WHAT THE TASK REQUIRES:
Filter the data below down to the lines that contain the string "boat". Matches are case-sensitive.

Detection examples:
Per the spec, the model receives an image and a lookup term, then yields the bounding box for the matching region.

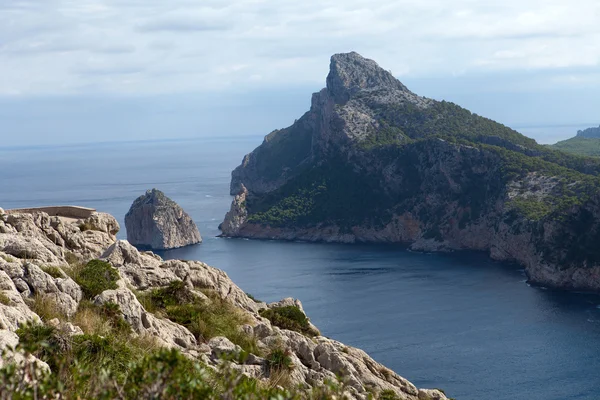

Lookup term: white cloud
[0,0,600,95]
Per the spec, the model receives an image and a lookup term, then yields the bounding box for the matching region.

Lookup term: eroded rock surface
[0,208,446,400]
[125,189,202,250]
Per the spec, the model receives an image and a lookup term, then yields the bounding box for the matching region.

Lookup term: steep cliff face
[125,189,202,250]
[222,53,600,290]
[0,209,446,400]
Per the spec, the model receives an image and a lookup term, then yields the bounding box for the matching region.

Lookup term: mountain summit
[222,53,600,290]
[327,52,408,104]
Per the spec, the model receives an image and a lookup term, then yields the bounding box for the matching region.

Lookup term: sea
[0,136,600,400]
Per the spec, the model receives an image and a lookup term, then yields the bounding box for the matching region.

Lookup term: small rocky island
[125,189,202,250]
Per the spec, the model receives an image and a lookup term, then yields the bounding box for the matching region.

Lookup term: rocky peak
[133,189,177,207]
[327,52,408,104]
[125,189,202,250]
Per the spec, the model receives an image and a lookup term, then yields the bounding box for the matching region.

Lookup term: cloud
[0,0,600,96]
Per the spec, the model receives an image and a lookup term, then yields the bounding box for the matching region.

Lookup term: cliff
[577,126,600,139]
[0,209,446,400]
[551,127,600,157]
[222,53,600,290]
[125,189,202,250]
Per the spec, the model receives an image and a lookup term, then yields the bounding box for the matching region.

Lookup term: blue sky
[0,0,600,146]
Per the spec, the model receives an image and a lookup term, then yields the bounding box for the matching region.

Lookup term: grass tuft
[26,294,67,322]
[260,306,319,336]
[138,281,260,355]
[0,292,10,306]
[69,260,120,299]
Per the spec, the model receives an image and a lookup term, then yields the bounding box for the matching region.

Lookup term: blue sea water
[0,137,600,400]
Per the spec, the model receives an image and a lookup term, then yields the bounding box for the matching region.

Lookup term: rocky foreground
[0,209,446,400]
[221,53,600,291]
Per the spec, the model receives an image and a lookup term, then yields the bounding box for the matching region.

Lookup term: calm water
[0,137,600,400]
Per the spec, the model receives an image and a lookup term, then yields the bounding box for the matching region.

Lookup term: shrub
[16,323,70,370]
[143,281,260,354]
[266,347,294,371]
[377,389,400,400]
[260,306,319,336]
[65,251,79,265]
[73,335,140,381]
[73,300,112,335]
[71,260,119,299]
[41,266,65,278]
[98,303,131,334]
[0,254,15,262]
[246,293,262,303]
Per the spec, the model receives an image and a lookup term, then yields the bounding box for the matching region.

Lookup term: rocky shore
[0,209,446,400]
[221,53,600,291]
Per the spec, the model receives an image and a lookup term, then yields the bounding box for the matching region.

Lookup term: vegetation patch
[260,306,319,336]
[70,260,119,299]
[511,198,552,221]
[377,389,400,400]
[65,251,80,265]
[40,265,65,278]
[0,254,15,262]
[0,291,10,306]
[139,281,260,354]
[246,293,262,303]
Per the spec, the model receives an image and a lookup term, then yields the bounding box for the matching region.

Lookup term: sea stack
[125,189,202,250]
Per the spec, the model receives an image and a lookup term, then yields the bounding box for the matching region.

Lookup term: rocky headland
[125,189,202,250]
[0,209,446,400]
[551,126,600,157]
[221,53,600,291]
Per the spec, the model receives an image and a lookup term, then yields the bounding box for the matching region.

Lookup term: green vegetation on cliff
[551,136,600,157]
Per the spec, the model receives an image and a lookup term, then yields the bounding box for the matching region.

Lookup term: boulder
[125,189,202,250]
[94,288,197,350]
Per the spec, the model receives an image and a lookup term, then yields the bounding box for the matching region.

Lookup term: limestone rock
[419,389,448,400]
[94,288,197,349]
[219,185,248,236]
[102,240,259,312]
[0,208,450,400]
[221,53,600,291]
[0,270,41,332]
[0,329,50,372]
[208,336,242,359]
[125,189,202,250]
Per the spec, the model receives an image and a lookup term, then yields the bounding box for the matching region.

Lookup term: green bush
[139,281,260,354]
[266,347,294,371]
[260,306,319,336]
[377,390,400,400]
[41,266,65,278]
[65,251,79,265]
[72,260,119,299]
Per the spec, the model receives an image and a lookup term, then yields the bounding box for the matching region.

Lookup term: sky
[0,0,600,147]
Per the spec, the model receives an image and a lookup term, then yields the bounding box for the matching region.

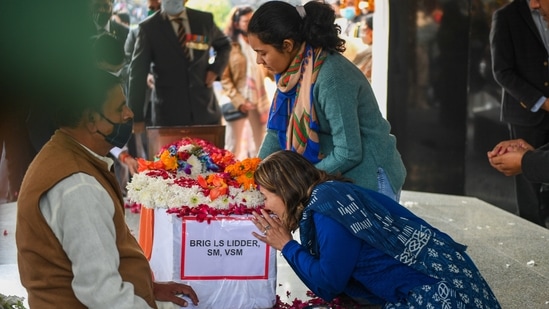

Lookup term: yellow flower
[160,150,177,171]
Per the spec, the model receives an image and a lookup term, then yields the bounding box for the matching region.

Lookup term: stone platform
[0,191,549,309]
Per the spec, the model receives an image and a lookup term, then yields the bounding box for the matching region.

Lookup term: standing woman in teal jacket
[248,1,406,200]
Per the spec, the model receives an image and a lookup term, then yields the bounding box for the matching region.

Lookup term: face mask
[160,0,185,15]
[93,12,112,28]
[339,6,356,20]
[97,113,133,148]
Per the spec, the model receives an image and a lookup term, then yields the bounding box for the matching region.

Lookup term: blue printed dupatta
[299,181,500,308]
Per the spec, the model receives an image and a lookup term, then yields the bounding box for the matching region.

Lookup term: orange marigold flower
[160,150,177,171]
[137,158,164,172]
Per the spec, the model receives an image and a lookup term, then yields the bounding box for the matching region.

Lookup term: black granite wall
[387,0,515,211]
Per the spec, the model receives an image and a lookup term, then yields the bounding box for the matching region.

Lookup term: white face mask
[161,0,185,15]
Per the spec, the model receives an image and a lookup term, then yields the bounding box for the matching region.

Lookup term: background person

...

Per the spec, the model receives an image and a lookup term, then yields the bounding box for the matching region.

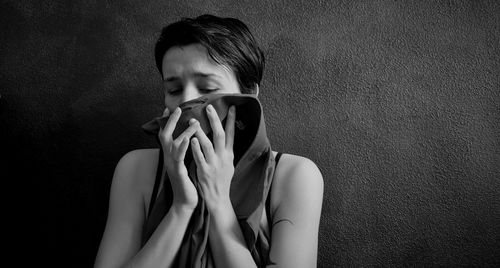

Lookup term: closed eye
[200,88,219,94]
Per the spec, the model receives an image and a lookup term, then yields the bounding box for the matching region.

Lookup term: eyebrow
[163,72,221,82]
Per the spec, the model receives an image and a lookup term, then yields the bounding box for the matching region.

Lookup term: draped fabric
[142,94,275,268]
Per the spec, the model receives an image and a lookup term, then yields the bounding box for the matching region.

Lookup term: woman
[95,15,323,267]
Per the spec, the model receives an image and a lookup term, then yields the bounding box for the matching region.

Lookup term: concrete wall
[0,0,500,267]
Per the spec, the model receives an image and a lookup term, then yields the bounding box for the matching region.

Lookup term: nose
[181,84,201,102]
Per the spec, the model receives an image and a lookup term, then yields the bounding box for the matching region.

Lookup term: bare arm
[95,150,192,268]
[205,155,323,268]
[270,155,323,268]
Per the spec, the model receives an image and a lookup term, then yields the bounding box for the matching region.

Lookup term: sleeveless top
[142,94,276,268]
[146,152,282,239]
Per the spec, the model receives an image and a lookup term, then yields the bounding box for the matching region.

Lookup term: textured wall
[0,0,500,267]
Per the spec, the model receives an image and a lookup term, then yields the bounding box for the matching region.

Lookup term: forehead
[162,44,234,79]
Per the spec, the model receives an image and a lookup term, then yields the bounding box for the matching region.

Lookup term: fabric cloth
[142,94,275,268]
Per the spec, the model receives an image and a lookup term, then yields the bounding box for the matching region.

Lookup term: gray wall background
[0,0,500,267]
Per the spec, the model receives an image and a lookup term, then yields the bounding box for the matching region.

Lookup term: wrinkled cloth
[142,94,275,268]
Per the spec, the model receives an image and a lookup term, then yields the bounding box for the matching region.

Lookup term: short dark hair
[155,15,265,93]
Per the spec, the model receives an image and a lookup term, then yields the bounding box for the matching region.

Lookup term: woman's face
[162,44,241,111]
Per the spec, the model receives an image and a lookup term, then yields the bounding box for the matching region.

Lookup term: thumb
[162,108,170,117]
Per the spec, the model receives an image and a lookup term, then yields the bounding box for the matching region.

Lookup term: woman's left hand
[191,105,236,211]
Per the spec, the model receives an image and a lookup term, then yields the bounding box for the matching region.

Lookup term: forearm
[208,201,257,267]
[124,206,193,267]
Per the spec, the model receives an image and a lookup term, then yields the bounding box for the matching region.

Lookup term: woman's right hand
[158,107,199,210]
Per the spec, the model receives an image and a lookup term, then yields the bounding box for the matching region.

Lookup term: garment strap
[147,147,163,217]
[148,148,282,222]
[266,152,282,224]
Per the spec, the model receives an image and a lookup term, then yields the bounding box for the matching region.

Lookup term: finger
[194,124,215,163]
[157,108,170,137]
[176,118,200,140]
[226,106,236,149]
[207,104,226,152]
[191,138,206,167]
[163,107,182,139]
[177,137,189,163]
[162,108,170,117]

* * *

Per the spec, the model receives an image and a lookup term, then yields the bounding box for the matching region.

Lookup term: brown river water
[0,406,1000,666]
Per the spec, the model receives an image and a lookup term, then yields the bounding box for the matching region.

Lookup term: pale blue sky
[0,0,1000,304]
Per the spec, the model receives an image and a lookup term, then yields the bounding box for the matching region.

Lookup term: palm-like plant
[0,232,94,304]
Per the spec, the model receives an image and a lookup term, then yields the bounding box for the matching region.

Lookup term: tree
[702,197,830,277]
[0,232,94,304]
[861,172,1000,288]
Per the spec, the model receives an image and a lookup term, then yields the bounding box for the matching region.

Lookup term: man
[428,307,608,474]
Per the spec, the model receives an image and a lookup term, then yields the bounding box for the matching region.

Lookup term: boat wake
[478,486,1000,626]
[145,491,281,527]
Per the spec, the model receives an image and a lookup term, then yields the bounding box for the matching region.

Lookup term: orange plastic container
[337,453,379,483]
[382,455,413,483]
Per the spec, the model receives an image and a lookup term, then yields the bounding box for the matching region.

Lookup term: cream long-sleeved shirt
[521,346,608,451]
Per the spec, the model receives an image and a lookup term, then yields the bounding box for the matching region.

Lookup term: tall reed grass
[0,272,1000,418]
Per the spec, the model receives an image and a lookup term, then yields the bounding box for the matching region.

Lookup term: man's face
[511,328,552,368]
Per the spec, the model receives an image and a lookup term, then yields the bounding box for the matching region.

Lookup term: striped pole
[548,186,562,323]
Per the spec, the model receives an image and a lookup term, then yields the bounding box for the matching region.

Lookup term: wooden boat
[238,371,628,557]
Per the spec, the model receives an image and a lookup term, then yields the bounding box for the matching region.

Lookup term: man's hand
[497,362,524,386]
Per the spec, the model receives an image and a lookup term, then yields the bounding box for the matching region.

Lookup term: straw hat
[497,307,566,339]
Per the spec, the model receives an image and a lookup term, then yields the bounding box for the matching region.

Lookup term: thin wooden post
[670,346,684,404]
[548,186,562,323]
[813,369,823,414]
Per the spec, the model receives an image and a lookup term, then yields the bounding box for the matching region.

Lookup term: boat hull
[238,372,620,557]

RESULT BELOW:
Lookup term: boat wake
Lookup term: wooden boat
Lookup term: boat hull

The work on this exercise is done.